§ Supplied passage:

··········

A Midsummer Night's Dream is a two-act ballet choreographed by George Balanchine to Felix Mendelssohn's music to Shakespeare's play of the same name.

History
A Midsummer Night's Dream, Balanchine's first completely original full-length ballet, premiered at New York City Ballet on 17 January 1962, with Edward Villella in the role of Oberon, Melissa Hayden in the role of Titania, and Arthur Mitchell in the role of Puck. They were joined by Francisco Moncion in the role of Theseus- Duke of Athens.

Description
In addition to the incidental music, Balanchine incorporated other Mendelssohn works into the ballet, including the Overtures to Athalie, Son and Stranger, and The Fair Melusine, the "String Symphony No. 9 in C minor" and The First Walpurgis Night. 

The ballet employs a large children's corps de ballet.  Act I tells Shakespeare's familiar story of lovers and fairies while Act II presents a strictly classical dance wedding celebration.  The ballet dispenses with Shakespeare's play-within-a-play finale.  A Midsummer Night's Dream opened The New York City Ballet's first season at the New York State Theater in April, 1964.

Videography
A 1966 performance was filmed and released the following year. It featured Suzanne Farrell, Edward Villella, Arthur Mitchell and Gloria Govrin.

A performance in 1986 was filmed as a part of Live from Lincoln Center. The Lincoln Center released the video online in light of the impact of the 2019–20 coronavirus pandemic on the performing arts.

In 1999, a Pacific Northwest Ballet performance at the Sadler's Wells Theatre in London was filmed and released as a DVD.

··········

§ What to produce:
Substitute "Royal Opera House" for "Sadler's Wells Theatre" in the text on the ballet, starting with "A performance in" and going on through "released as a DVD.", and give that stretch with the change made. The records are separate material, unconnected to the text on the ballet.

[Dataset excerpts]

··········

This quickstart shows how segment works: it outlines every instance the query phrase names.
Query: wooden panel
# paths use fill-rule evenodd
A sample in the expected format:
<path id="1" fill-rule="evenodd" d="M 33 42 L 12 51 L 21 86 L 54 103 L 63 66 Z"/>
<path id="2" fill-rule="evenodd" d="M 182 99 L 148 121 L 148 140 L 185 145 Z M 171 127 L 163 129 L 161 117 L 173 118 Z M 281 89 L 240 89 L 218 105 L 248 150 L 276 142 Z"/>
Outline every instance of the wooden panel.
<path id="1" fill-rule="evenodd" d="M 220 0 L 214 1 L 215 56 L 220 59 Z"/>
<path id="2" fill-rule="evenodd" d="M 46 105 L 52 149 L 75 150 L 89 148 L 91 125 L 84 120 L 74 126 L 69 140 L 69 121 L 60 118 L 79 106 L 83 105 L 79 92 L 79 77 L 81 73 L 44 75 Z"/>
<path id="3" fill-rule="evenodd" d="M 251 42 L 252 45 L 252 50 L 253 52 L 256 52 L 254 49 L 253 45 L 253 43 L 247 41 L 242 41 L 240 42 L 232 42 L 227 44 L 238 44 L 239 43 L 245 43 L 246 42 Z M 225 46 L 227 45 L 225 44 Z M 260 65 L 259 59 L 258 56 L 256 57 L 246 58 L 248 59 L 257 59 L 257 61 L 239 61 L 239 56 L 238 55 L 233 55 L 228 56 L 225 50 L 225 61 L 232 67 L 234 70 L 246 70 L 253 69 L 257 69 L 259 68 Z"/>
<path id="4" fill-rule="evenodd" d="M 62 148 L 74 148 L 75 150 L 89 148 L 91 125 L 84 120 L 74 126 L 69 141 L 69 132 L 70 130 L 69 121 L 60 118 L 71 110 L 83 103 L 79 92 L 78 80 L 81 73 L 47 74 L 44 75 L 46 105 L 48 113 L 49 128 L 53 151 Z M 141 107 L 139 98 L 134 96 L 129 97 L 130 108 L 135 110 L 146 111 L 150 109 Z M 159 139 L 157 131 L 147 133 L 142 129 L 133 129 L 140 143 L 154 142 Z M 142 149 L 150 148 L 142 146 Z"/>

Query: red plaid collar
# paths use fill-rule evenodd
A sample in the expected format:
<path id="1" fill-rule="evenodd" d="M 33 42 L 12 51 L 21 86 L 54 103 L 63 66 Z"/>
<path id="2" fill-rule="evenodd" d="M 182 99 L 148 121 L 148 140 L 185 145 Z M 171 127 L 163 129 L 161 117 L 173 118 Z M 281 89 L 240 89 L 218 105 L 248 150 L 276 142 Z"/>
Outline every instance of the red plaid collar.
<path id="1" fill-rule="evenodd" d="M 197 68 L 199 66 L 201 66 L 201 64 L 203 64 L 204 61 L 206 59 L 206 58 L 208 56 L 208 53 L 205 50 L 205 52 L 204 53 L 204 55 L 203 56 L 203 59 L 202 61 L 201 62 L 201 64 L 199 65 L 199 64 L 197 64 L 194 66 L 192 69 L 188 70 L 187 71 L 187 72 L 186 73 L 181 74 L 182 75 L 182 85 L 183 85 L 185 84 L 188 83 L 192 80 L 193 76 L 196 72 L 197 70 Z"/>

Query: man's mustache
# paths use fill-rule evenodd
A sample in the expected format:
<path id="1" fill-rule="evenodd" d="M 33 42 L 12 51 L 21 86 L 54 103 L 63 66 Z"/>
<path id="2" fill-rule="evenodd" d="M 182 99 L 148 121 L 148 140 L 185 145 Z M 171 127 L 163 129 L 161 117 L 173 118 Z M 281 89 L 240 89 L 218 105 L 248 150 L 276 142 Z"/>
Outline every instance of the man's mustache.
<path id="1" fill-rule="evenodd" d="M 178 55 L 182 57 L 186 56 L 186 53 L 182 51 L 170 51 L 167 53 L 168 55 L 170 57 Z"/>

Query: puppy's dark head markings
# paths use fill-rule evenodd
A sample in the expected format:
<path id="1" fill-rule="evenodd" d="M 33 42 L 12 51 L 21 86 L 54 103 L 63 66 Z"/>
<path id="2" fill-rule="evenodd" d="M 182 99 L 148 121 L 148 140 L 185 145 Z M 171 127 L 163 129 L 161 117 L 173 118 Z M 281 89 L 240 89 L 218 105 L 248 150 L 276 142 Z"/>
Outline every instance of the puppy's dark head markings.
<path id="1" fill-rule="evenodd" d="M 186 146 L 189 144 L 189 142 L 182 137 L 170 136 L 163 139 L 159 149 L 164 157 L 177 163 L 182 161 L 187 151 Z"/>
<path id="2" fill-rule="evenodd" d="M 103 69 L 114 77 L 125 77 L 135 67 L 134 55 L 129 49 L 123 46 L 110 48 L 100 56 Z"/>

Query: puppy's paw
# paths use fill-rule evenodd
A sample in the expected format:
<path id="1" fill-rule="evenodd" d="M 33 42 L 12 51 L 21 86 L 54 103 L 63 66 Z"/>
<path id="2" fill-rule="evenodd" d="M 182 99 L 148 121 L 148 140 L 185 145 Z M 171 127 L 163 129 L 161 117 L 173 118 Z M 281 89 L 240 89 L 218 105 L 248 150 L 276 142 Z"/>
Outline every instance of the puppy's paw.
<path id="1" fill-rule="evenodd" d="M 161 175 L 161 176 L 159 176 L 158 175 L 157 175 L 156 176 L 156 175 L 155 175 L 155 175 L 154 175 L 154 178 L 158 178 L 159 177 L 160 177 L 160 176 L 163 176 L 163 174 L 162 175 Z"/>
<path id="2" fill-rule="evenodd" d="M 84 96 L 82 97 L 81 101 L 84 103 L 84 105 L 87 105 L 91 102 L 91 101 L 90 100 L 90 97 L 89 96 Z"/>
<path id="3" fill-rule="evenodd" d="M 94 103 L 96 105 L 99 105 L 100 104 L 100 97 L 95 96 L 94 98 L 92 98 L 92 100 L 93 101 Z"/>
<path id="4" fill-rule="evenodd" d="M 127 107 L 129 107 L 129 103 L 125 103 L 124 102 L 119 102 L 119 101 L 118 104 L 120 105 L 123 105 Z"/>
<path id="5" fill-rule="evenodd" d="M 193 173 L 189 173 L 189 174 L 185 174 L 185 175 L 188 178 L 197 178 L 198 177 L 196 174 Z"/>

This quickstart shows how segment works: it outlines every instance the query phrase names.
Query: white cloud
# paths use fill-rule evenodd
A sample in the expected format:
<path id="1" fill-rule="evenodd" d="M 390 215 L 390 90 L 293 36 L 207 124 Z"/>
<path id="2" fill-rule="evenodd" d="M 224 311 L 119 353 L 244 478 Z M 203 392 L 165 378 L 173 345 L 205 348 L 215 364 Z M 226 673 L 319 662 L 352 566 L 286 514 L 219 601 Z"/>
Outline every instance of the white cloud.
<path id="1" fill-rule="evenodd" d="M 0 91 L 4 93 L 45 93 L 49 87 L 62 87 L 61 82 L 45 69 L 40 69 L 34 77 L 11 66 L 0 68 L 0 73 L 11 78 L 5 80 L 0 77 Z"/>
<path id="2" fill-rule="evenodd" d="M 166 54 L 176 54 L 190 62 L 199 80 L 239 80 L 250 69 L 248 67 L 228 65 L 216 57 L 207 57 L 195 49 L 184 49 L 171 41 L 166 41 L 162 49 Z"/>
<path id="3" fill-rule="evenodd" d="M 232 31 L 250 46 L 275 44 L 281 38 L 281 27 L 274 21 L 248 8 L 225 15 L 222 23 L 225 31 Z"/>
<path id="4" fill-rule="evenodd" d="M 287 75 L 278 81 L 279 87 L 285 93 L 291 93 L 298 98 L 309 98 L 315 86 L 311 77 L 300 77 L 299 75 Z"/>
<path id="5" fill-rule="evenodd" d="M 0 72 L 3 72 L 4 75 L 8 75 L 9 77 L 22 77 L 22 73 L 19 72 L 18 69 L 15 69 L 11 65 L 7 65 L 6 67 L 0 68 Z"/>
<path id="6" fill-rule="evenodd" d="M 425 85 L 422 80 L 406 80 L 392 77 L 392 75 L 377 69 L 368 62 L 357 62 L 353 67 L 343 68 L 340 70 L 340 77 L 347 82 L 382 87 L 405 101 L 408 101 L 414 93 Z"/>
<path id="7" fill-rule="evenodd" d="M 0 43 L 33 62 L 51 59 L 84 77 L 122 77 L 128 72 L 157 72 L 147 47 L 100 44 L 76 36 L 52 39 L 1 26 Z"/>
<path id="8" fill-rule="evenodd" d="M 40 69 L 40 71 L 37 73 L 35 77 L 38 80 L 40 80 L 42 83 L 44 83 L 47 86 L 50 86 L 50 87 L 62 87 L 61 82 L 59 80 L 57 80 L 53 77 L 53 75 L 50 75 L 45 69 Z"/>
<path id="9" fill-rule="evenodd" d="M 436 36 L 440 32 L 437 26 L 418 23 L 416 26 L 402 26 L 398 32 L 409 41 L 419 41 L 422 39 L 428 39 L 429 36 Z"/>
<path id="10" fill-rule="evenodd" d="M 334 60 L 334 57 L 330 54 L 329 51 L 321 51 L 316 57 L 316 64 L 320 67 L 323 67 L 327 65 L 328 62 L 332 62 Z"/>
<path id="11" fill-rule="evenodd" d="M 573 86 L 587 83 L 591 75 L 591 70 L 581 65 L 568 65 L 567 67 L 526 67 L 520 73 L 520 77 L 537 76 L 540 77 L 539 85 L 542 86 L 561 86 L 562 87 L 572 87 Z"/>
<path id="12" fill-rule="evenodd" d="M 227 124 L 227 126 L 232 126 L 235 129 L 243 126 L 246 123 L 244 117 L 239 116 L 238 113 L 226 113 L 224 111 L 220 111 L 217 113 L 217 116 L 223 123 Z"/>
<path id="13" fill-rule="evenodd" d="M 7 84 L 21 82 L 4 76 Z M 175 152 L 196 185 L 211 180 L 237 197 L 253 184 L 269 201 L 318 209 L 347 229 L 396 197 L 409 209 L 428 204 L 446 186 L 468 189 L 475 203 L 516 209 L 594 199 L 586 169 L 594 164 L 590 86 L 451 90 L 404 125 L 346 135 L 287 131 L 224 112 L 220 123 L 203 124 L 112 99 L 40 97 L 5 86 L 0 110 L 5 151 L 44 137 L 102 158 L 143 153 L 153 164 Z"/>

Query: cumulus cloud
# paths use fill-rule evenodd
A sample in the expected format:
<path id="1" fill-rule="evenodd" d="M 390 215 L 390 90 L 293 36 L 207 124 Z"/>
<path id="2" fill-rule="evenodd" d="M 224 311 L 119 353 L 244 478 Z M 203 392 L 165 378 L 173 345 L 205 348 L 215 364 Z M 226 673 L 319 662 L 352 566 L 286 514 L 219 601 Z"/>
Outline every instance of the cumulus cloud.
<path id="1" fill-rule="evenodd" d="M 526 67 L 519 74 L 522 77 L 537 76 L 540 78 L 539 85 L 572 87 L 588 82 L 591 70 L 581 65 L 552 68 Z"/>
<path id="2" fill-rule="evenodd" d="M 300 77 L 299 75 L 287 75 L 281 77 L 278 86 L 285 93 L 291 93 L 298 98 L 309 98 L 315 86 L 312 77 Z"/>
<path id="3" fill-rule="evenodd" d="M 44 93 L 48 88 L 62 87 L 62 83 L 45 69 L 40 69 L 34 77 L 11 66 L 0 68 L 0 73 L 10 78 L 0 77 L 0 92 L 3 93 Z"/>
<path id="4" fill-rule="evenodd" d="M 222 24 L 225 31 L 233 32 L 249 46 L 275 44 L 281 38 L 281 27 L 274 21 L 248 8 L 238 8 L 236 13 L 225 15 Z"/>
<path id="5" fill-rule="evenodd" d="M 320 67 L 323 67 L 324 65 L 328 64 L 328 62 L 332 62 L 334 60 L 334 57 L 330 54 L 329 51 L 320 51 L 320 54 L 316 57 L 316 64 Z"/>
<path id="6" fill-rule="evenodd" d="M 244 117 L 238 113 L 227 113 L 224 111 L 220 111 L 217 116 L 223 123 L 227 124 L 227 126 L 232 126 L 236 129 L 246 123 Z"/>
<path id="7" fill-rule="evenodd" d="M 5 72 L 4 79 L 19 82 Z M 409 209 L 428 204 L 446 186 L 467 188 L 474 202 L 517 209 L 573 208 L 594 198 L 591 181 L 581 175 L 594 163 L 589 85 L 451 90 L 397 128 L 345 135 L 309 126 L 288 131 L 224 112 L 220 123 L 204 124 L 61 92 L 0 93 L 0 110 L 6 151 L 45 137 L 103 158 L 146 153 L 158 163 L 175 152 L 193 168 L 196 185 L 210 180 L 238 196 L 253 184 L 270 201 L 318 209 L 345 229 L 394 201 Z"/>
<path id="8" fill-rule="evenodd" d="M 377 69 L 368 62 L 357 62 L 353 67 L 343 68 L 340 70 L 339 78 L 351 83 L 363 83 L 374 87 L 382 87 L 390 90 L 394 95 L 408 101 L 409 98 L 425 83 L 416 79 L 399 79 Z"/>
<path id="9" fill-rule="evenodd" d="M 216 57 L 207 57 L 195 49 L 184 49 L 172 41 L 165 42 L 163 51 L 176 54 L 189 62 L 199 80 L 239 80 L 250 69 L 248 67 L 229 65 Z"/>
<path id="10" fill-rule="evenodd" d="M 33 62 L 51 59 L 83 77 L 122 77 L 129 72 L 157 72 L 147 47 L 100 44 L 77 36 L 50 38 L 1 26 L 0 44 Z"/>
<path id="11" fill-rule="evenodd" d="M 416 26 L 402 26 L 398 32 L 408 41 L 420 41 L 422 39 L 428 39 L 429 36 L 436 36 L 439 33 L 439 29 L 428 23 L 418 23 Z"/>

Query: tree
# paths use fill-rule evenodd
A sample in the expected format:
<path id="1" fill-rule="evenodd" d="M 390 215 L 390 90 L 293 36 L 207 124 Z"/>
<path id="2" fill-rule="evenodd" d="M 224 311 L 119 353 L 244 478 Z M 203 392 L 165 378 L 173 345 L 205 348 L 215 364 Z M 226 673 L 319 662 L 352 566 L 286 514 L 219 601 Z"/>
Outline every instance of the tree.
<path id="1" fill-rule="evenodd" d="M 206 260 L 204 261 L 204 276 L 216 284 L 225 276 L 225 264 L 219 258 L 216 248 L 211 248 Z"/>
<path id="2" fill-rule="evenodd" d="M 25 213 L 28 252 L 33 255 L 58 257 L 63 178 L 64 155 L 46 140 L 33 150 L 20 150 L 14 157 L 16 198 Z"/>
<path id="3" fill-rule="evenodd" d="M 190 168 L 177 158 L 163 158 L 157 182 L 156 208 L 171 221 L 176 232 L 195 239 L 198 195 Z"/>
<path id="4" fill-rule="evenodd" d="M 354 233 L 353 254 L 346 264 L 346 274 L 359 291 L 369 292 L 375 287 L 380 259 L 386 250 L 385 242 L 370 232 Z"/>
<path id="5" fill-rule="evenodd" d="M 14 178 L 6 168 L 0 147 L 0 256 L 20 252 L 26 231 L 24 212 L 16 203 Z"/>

··········

§ Task result:
A performance in 1986 was filmed as a part of Live from Lincoln Center. The Lincoln Center released the video online in light of the impact of the 2019–20 coronavirus pandemic on the performing arts.

In 1999, a Pacific Northwest Ballet performance at the Royal Opera House in London was filmed and released as a DVD.